Activity:
Your task is to return the span of lines beginning at the one with "Could you please spot the porch deck" and ending at the last line of the data, exactly as it stands.

#### Input records

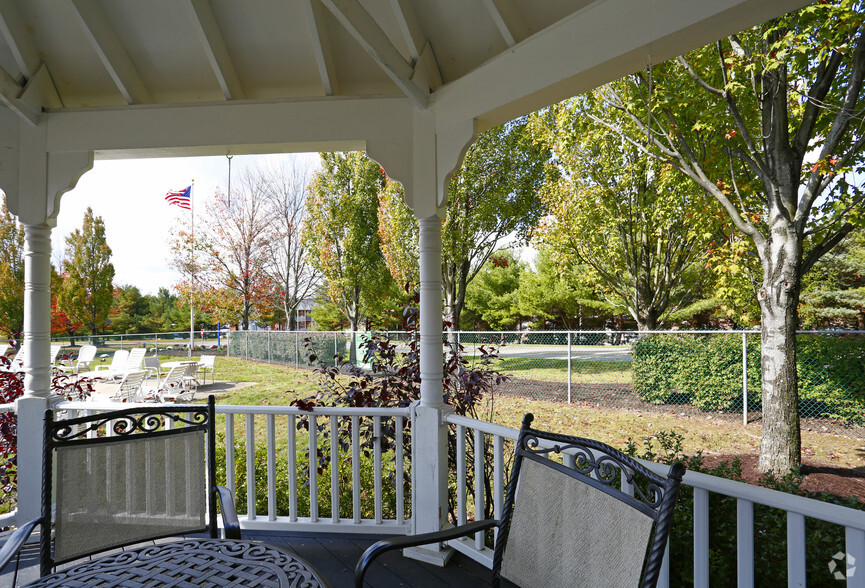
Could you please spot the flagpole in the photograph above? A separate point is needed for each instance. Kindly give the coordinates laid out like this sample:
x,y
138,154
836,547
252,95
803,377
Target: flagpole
x,y
192,270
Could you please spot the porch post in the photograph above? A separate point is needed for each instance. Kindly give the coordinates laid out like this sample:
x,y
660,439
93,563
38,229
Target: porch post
x,y
34,179
429,435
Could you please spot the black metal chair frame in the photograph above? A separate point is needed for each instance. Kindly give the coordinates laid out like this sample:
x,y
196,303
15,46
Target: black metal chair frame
x,y
144,421
654,495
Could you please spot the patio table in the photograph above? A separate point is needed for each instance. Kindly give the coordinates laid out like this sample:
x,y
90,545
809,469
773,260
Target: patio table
x,y
192,562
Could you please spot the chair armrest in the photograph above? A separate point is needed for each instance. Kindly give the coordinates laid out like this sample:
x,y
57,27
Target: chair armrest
x,y
376,549
229,515
16,541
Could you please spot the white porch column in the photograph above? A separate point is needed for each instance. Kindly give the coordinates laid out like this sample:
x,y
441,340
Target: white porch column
x,y
37,373
429,435
34,179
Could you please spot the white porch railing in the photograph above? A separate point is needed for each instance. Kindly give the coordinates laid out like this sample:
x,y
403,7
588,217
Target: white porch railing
x,y
746,495
285,418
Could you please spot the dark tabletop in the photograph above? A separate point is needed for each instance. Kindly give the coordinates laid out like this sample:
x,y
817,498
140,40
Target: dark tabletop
x,y
196,562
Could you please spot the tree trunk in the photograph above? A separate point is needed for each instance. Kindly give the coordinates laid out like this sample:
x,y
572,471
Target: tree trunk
x,y
780,447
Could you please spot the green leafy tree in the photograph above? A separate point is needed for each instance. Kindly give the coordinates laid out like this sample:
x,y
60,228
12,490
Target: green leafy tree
x,y
128,310
493,196
341,232
11,274
768,123
621,213
833,292
493,296
87,291
558,296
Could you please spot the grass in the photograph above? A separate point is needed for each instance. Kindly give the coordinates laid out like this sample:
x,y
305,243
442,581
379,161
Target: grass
x,y
278,385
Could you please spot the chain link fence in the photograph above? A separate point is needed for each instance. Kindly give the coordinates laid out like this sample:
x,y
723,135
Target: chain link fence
x,y
707,373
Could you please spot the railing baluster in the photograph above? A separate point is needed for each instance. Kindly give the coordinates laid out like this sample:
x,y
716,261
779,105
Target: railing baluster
x,y
334,469
795,549
250,466
292,468
377,468
461,475
271,467
498,478
701,538
355,468
229,454
744,543
854,543
313,469
398,477
479,485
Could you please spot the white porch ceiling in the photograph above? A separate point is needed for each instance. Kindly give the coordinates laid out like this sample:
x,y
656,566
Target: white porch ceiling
x,y
482,60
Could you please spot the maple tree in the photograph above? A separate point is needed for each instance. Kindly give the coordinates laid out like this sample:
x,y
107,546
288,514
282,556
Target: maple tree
x,y
767,122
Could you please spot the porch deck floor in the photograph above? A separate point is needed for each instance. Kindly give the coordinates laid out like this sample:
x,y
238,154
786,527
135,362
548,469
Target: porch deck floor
x,y
334,556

########

Solution to this exercise:
Could you please spot the porch deck floor in the photograph above? A separate point is needed for each instance. Kindly give the coordinates laid out like this sample:
x,y
238,154
786,527
135,362
548,469
Target: porch deck floor
x,y
334,556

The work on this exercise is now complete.